Competition is Good for Markets…

Competition is a good thing, even when there are “winners”

As part of my weekend reading, I came across a study by Professors Goldstein, Kwan and Philip  condemning “HFT” based on two flawed premises.  The first is that the only way to measure the impact of HFT firms is during times of volatility and the second is that a goal of financial markets should be all investor types experiencing equality of outcomes for every type of trading action.

The first premise, of looking solely at volatile times is flawed for multiple reasons.  First, aggregate spreads and total volume traded, ex ante, are a consistent predictor of trading costs, while volatility in (the U.S.) market has not changed in the High Frequency era.  The study ignores the point that today’s order driven markets introduced the concept of order competition, which, along with decimalization, had the effect of lowering spreads and dramatically increasing trading volumes.   It is true that faster competitors will be capable of spread capture at a far higher percentage of the time than slower ones (which is a point of this study), BUT, without the competition, volumes would be lower, spreads would widen and those same institutions that lose out to HFT would be worse off.   Thus, when fear mongers such as Themis Trading trumpet this study as proving how HFT is detrimental, they ignore the impact of the competition itself.    Put simply, while this study proves that firms with superior technology have the ability to both provide and remove liquidity at a profit, it ignores the benefits of the added volume and tighter spreads that gave rise to those profits.

The second premise, that equality of outcomes is the goal, is based on their undocumented claims about “crowding out” of other orders by HFT.  They do a great job showing how HFT orders do get better priority and experience better outcomes, but that is irrelevant.   Since there is no proof that even a fraction of the trading interest from HFT would be replaced by increased trading from institutions and retail investors if HFT were to be banned, the study is meaningless from a policy perspective.

- - -

# Actions to take
1. Render this sentence from the commentary on high-frequency trading into French: "The first premise, of looking solely at volatile times is flawed for multiple reasons."
2. Extend the commentary on high-frequency trading with the passage that would follow its final sentence.

Extracted data entries:
- - -

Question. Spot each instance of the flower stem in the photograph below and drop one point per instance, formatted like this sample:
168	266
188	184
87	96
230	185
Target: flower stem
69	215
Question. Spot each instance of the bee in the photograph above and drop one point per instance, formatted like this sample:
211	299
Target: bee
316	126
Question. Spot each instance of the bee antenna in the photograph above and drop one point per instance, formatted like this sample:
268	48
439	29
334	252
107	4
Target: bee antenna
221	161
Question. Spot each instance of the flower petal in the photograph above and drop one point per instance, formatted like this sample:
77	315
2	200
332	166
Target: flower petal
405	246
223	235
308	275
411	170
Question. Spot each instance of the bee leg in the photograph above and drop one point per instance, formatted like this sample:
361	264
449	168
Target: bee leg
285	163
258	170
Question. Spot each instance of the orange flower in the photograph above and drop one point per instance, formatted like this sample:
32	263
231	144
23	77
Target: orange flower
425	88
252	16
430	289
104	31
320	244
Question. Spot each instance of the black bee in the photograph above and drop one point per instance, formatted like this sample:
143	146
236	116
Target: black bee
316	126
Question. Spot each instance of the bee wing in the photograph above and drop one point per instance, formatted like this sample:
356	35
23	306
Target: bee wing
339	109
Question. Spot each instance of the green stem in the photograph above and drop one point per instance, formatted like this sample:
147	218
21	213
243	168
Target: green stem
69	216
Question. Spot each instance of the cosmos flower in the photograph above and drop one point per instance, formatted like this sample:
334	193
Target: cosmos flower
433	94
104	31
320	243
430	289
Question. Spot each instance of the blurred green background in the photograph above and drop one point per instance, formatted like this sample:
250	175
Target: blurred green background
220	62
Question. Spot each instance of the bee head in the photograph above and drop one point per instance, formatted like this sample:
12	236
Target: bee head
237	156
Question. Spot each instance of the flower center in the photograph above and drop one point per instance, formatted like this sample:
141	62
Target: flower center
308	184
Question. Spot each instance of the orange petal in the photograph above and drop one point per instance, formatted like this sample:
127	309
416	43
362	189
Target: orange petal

- - -

# The results
1. Le premier postulat, qui consiste à n'examiner que les périodes de volatilité, est erroné pour plusieurs raisons.

2.
The other part of this study worth mentioning is that they seem to claim to have “discovered” that order book imbalances predict short term price movements and “prove” HFTs take advantage of that fact faster than other participants.   Long before the term “HFT” became part of the lexicon, however, order book imbalance was a primary indicator for short term price movements, which I know from personal experience building algorithms almost 20 years ago.  A “study” proving that being faster to react to market data that shows such imbalances is essentially like a study proving that a National Football League team would win a football game against a local Pop Warner team…

That said, their study does prove something important, which derives from a key statement from the world of economics:  There is No Such Thing as a Free Lunch.   In the context of modern equity markets, this translates into:  Institutions should always assume that their trading costs, at a minimum, are ½ of the bid offer spread.  The reality is that market intermediaries, whether modern HFT firms, or the specialists or Nasdaq market makers they replaced, have advantages to be able to capture the spread and other participants should expect to pay it for the immediacy that they require.  Of course, it needs to be stated that HFT firms operate in a hyper-competitive environment, without any barriers to entry other than cost, while the model that existed previously conferred structural advantages to the market makers.

To put this in historical context, before the modern era in the U.S. equity market started in the late 1990s, with the order handling rules and the evolutions of ECNs, institutions could not even place limit orders to capture spread.  (Even Instinet, the first U.S. display system for orders, for a long time did not accept institutional orders directly.)  The HFT era was ushered in by that ability, made possible by order driven markets as opposed to the Nasdaq model of dealer quote-driven markets.   Nasdaq dealer trading systems in the previous era did accept customer limit orders, but they only executed buy orders when the offer dropped to that price (and vice versa for sell limits).  The NYSE order book, meanwhile, was only known to the specialist (and whoever they told when asked).  To understand how that worked in practice, one of the most infamous “jokes” about the NYSE in that era was:  Q: What is the best way to get the specialist to execute your limit order?  A: Try to cancel it!

That said, there is a point to the study that institutions should heed, which is that slower broker dealers or institutional directed orders are unlikely to achieve spread capture without incurring substantial opportunity costs.   Unfortunately, as I have pointed out in past commentaries, to measure those costs, institutions must analyze all the unfilled orders routed to the market on their behalf.   The SEC could, and should, help,  by reforming Rule 606 and creating a template with relevant statistics for analyzing routing behavior.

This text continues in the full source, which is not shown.